_Task_. Please format the data from the line containing "Expected behaviour: the pointer places one marker on the broken" up to and including the last line of the data as a Markdown table with the columns Row and Line, numbering each row and leaving out blank lines.

_Exercise materials_.

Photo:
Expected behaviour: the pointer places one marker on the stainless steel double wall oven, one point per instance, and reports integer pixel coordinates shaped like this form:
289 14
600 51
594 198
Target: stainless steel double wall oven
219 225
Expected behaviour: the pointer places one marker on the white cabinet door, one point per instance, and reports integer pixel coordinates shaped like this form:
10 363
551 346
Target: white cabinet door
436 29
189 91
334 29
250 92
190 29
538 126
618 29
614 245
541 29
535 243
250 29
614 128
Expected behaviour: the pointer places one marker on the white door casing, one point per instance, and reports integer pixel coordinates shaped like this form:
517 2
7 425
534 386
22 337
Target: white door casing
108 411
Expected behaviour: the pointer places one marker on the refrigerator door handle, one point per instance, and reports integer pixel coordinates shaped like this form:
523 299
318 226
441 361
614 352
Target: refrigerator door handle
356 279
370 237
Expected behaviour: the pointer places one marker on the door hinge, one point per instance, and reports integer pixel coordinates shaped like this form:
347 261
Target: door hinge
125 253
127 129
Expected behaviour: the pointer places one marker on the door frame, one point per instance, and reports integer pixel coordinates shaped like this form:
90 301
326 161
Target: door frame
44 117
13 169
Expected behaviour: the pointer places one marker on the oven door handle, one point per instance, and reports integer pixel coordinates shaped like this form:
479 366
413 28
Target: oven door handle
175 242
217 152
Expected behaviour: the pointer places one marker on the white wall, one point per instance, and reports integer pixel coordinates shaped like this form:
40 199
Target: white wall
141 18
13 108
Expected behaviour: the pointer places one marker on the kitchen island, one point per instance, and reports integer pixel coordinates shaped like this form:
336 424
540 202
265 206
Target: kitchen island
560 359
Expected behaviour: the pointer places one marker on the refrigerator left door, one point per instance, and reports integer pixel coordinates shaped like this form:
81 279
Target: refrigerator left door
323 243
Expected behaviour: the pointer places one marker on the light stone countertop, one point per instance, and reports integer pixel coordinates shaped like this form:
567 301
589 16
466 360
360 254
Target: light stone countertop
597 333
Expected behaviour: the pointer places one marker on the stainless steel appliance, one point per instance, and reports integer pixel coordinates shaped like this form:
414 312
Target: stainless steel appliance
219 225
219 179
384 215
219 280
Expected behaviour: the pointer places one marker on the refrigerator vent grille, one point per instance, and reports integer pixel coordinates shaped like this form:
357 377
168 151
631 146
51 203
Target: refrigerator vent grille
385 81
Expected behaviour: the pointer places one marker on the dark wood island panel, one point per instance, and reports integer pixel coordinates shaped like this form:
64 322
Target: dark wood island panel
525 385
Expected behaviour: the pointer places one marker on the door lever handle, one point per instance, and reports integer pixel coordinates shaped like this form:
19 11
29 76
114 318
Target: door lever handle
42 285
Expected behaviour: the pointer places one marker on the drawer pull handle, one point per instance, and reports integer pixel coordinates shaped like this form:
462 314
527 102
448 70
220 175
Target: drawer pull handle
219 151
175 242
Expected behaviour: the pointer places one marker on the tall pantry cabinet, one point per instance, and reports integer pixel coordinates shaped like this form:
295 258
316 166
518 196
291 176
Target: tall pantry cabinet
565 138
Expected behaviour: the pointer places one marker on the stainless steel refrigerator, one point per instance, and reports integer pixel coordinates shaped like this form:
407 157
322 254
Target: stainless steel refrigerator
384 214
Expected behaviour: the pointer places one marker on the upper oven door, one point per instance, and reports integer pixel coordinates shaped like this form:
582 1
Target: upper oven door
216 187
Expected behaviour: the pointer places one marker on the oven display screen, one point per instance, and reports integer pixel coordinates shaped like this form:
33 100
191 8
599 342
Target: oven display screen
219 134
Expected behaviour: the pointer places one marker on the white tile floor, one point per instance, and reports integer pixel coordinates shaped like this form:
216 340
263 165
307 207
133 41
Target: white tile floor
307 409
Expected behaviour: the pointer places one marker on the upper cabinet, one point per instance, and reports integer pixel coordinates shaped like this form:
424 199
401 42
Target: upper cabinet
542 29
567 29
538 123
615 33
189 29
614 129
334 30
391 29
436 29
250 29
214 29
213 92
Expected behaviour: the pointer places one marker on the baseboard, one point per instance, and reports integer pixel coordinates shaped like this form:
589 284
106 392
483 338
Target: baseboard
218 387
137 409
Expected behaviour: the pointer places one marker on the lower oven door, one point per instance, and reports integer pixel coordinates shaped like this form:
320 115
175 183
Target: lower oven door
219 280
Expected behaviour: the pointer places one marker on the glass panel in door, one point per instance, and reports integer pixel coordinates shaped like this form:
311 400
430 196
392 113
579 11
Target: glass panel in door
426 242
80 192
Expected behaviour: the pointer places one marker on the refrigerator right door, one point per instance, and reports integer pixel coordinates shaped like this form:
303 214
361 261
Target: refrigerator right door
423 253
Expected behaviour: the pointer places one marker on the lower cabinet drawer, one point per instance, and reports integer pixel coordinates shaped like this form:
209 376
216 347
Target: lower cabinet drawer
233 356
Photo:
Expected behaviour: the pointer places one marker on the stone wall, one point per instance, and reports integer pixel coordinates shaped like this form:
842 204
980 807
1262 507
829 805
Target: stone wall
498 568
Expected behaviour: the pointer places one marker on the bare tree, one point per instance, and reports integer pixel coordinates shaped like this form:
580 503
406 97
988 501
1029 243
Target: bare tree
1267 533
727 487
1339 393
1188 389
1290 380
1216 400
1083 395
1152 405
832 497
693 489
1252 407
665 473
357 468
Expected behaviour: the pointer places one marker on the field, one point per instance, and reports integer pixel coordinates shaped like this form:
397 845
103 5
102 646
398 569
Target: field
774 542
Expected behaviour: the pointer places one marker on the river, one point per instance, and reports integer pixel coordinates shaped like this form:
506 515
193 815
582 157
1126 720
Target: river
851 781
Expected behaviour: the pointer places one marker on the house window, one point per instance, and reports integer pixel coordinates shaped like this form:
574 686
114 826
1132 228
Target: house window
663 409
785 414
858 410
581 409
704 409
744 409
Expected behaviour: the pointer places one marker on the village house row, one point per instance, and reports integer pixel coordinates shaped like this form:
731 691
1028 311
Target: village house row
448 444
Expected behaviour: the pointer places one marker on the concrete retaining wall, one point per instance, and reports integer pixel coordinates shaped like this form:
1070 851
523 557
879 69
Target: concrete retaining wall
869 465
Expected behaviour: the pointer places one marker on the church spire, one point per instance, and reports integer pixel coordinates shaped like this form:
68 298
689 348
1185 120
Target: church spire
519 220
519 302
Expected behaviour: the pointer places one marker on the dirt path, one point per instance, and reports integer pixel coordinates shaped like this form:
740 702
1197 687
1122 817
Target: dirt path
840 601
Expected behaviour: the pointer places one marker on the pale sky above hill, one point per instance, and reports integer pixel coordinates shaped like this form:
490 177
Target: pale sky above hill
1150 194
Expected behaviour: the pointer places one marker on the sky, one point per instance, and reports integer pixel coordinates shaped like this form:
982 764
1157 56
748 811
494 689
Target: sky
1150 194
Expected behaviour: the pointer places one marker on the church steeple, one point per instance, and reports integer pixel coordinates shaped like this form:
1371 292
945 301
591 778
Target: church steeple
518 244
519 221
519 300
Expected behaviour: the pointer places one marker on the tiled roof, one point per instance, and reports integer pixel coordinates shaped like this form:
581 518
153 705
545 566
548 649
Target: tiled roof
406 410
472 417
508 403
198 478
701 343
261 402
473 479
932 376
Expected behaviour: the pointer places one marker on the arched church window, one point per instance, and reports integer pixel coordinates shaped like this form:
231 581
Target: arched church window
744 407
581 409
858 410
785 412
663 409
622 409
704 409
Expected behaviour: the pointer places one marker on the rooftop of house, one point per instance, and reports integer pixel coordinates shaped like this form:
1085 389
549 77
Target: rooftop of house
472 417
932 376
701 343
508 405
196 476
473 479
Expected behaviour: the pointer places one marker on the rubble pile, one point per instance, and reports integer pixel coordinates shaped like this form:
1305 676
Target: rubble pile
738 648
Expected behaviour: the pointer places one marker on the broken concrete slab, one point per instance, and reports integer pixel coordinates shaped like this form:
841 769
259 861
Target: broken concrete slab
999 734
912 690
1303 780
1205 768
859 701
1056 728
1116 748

_Result for this task_.
| Row | Line |
|---|---|
| 1 | Expected behaviour: the pointer places one marker on the broken concrete slab, one point per instance, and reports integer pixel coordinates shaped like this form: |
| 2 | 841 769 |
| 3 | 259 861 |
| 4 | Target: broken concrete slab |
| 5 | 999 734 |
| 6 | 912 690 |
| 7 | 1303 780 |
| 8 | 1205 768 |
| 9 | 859 701 |
| 10 | 1056 728 |
| 11 | 1116 748 |